Josephus considered it as one of the three masterpieces contained in the Temple; it was probably carried of by the Romans, though no mention of it is made by the Jewish historian among the pieces of the Temple furniture carried off by Titus.

II. Altar in the New Testament.—The word altar is in the New Testament frequently applied either to the altar of holocaust or to the altar of incense. St. Paul, from the part of the sacrifice which the ministers of the altar received, draws an argument to prove that in like manner the ministers of the Gospel should live by the Gospel (I Cor., ix, 13–14). In another place, from the participation in the victim offered at the altar, he argues that in the same way as those who eat of the sacrifice are partakers of the altar, so also they that share in the flesh of the pagan victims are partakers of the devils to whom they are offered, hence he concludes that to partake of the table of the Lord and of the table of devils would be blasphemy (I Cor., x, 21). In conclusion, a few words about the altar mentioned in the Apocalypse. Its form resembled that of the altar of incense: like the latter, it was a "golden altar" set up before the throne of God (viii, 3), and adorned with four horns at the angles (ix, 13). By the fire burning upon it stood an angel holding a golden censer, "and there was given to him much incense", a figure of the prayers of the Saints (viii, 3). Under the altar were the "souls of them that were slain for the word of God" (Apoc., vi, 9); they had evidently taken the place of the blood of the victims, which, in the Old Law, was poured at the foot of the altar, and fulfilled the same office of praise and atonement.

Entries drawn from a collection
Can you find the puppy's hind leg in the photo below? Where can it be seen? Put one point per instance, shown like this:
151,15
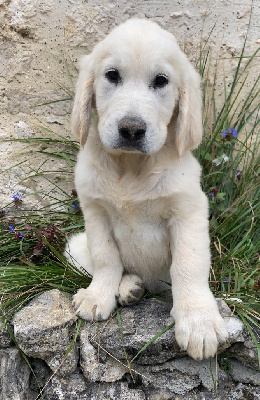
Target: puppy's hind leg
131,289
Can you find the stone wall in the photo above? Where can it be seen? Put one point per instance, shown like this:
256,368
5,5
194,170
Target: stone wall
76,360
41,41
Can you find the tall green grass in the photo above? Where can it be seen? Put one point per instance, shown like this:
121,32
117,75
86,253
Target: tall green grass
32,241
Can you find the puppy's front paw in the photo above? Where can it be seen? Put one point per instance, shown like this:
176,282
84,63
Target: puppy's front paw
131,289
199,330
93,305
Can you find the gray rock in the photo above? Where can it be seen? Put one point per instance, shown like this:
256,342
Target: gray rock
76,387
14,375
243,374
5,338
44,329
245,352
140,323
96,368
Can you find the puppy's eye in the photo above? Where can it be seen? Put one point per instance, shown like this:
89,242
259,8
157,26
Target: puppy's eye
113,76
160,81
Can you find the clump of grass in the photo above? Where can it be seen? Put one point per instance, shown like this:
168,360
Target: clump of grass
32,242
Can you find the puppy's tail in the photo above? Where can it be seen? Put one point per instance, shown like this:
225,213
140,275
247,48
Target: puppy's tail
76,252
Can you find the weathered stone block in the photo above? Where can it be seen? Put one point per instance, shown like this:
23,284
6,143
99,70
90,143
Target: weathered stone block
14,375
44,329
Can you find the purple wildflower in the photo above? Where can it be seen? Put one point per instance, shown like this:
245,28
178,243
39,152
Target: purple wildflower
229,134
19,235
11,229
238,174
234,132
214,192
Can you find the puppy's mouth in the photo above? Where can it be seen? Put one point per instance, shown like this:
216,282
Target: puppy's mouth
130,146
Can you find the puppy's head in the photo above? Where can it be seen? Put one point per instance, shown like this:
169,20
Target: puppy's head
143,88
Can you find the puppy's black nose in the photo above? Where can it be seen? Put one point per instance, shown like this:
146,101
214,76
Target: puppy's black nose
132,128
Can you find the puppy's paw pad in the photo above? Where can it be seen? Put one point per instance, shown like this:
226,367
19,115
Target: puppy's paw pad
92,306
200,332
131,289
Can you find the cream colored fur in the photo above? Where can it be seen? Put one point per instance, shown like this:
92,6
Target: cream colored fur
146,216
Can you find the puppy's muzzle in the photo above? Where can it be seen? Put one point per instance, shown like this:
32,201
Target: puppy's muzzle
131,130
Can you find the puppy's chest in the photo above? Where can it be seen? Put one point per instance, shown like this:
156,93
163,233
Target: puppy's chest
140,222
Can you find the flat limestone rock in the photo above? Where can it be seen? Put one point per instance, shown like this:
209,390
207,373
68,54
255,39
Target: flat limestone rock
14,375
44,329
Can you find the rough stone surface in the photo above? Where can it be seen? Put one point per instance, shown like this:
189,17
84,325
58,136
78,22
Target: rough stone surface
77,388
241,373
96,366
245,351
44,329
14,375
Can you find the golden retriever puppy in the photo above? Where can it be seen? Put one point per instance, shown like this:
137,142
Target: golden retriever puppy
146,216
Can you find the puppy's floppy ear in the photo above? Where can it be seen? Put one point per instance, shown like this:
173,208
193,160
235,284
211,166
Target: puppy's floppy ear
189,120
81,112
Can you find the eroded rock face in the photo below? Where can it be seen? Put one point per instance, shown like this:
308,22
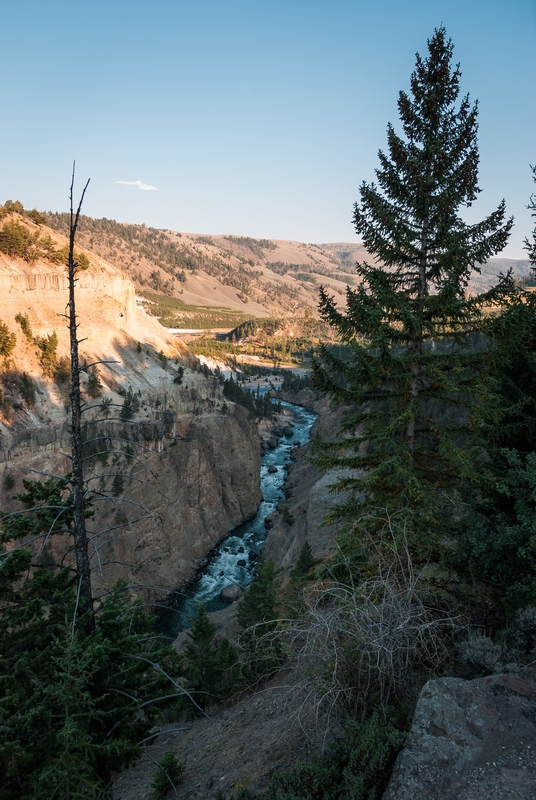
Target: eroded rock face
470,740
197,489
307,492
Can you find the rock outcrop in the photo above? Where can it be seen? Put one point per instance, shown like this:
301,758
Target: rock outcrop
181,501
307,490
470,740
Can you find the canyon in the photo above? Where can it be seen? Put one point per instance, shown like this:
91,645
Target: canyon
188,463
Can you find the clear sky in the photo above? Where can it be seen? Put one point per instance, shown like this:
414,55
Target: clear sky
252,117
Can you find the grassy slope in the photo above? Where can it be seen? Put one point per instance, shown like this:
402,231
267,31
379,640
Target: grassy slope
249,277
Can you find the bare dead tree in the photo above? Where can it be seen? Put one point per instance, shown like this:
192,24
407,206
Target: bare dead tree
83,567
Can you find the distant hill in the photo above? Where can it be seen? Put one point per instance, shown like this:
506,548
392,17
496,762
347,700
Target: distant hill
195,274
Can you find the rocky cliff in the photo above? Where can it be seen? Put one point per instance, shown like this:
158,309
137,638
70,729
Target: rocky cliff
307,491
184,468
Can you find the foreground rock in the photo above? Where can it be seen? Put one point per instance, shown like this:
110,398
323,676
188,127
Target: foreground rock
470,740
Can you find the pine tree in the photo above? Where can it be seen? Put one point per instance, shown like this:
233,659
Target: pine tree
411,363
258,616
208,664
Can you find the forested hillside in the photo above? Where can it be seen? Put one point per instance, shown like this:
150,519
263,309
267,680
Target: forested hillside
248,277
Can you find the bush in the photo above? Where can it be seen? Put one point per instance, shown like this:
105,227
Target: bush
47,352
354,768
8,481
131,405
27,390
8,341
94,386
24,322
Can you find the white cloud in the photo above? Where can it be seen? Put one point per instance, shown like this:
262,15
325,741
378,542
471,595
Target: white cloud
143,186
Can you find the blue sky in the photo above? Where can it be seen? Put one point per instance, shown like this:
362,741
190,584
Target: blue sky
248,117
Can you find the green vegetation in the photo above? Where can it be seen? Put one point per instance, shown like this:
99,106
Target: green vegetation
210,668
259,404
27,390
94,386
295,383
102,674
353,768
18,241
8,340
530,247
174,313
131,405
414,378
257,615
47,352
256,246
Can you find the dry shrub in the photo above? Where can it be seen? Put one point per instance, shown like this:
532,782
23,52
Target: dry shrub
363,642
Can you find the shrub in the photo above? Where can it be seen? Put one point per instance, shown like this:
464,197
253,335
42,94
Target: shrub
131,405
94,386
24,322
354,768
47,352
8,341
27,389
8,481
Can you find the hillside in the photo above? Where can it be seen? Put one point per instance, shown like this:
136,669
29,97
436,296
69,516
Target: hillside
33,281
220,281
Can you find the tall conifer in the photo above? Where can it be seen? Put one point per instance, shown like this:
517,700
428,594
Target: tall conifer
411,360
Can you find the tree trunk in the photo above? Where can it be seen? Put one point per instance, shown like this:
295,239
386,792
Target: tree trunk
83,568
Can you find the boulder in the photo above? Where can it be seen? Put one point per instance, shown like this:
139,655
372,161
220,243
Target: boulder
231,593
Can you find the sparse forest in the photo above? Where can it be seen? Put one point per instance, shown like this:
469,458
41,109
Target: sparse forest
435,502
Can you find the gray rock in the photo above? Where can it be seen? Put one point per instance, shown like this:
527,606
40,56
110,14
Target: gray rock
231,593
470,740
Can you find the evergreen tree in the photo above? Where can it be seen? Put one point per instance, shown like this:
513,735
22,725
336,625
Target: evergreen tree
531,247
412,359
210,667
258,616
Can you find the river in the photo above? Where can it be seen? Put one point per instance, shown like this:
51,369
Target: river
233,560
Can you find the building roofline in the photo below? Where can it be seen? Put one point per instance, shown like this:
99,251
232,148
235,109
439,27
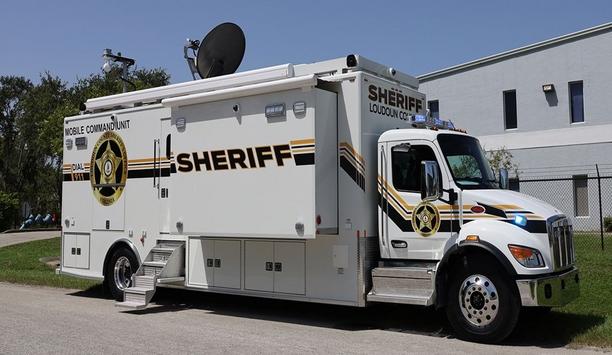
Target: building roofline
515,52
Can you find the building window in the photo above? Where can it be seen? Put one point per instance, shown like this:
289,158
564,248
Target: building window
514,185
434,108
576,102
581,196
510,109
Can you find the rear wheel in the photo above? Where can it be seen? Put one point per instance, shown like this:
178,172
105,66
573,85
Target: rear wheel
119,270
482,304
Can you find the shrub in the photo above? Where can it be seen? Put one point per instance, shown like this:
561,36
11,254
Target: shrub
9,207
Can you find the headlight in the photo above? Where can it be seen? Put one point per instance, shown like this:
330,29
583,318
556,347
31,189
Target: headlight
527,257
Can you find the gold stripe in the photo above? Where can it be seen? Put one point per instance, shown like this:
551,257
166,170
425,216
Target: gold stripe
353,162
352,150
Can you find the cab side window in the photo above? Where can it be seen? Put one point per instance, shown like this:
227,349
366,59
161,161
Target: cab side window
406,168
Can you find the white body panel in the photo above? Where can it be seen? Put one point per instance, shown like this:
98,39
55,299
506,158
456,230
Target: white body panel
238,198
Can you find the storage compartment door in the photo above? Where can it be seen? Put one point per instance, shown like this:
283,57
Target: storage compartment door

DIRECTIVES:
(1) Return the portion of the altar text starting with "Josephus considered it" and going on through "off by Titus.", copied word for word.
(2) In the text about the altar, what is the incense given to the angel in the Apocalypse said to be a figure of?
Rely only on the text about the altar for what comes next, not on the listing.

FULL ANSWERS:
(1)
Josephus considered it as one of the three masterpieces contained in the Temple; it was probably carried of by the Romans, though no mention of it is made by the Jewish historian among the pieces of the Temple furniture carried off by Titus.

(2) The prayers of the Saints.